• STUDY TEXT:
February 20, 2020
New research from the UNC-Chapel Hill Gillings School of Global Public Health identifies cost-effective strategies for reducing the health impacts associated with air pollution in the United States.
The findings, published February 19 in Nature Communications, suggest that low-cost actions to reduce emissions from industrial and residential sources could significantly reduce air pollution-related deaths — with national health benefits that are much greater than the expense of reducing emissions.
Regulatory Impact Analyses from the U.S. Environmental Protection Agency (EPA) typically evaluate air quality and public health benefits for a limited number of potential control strategies. To fully evaluate impacts, each control strategy considered requires a complex atmospheric model simulation.

• TASK ITEM: Please continue the article on cost-effective air pollution strategies, picking up right after its last sentence.

• PROVIDED INFORMATION:
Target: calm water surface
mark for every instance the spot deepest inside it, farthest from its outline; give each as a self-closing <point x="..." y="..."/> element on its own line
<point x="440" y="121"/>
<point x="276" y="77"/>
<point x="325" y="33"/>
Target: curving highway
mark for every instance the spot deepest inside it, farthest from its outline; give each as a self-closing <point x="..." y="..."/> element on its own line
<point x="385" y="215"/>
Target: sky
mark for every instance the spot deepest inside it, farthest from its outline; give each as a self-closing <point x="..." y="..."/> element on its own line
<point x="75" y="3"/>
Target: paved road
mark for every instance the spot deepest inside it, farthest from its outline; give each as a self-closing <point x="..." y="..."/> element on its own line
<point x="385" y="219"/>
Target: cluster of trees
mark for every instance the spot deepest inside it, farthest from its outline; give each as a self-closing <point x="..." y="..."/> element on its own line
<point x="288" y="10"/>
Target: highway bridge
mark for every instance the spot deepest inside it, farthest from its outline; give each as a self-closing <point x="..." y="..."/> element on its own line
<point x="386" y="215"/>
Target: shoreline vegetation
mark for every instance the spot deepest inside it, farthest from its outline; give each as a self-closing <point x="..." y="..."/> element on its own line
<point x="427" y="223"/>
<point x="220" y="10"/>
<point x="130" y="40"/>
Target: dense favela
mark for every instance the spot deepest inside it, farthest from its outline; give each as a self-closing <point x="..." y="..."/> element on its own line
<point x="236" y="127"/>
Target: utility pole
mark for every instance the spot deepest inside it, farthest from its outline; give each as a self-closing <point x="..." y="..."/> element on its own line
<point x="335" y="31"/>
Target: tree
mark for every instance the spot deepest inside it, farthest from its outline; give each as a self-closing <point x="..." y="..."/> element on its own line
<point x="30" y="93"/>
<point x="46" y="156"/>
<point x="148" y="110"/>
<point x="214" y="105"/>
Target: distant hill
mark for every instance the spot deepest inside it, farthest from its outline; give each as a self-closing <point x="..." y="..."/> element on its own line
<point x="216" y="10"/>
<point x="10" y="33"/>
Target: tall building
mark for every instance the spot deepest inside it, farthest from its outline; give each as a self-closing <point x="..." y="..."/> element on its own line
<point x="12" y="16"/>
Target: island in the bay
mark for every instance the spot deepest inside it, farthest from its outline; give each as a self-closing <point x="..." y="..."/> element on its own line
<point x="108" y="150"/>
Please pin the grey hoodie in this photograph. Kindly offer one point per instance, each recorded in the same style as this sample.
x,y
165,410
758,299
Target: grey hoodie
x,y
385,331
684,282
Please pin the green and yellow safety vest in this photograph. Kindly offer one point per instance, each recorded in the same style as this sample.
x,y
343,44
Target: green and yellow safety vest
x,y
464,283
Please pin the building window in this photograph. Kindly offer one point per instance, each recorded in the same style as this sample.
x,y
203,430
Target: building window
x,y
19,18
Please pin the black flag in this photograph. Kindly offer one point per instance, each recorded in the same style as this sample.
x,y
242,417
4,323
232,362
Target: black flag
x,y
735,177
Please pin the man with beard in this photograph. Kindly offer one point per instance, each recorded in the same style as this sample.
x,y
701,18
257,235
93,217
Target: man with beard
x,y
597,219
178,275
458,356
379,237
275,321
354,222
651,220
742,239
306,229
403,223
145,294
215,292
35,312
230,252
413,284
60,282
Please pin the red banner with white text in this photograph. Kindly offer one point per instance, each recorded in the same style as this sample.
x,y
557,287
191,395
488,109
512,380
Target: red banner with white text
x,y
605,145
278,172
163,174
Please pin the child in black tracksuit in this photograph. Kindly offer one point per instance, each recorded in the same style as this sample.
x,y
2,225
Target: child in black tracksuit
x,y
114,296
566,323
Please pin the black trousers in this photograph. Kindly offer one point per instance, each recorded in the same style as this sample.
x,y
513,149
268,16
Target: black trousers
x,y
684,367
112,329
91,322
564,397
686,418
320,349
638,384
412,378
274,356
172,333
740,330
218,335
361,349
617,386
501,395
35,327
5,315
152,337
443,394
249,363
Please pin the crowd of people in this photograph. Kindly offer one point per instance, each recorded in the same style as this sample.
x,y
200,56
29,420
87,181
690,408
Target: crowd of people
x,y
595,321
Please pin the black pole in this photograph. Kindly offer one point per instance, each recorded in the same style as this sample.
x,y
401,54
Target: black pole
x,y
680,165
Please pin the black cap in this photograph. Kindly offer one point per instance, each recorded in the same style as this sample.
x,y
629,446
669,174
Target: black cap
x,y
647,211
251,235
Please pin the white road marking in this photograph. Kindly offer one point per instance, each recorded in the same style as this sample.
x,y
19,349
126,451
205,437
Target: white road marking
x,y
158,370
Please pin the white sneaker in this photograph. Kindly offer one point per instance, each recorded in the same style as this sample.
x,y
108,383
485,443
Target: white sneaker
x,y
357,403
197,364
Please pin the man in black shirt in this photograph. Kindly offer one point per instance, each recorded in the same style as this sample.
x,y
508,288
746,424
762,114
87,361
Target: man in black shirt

• RESPONSE FOR THIS EXERCISE:
“The limitation with this traditional approach is that there are many possible control actions and technologies affecting emissions from many different sources, and it is impractical to sort through all the choices,” says Jason West, PhD, professor of environmental sciences and engineering at the Gillings School and a co-author of the study. “Using a simpler model, we turned that approach around to essentially ask which emission reductions are most cost-effective for improving public health.”
The study — led by Yang Ou, PhD, who completed doctoral studies at the Gillings School in 2019 — was done in collaboration with researchers at the EPA. The research team used a model of the U.S. energy-economic system and, by adding “health impact factors” to emissions from each state, created a tool that determines the least expensive ways of reducing the health impacts of air pollution.
“We put a constraint in the model on the nationwide air pollution deaths and let the model find the least-cost ways of meeting that constraint,” explains Ou. He and his team then analyzed those cost-effective options in scenarios projecting energy use and air pollution to 2050.
The researchers found that large health benefits could be achieved cost-effectively by reducing emissions in particular sectors, including the industrial use of coal and liquid fuels and residential wood burning. In these scenarios, emissions were reduced primarily by switching their energy sources to electricity.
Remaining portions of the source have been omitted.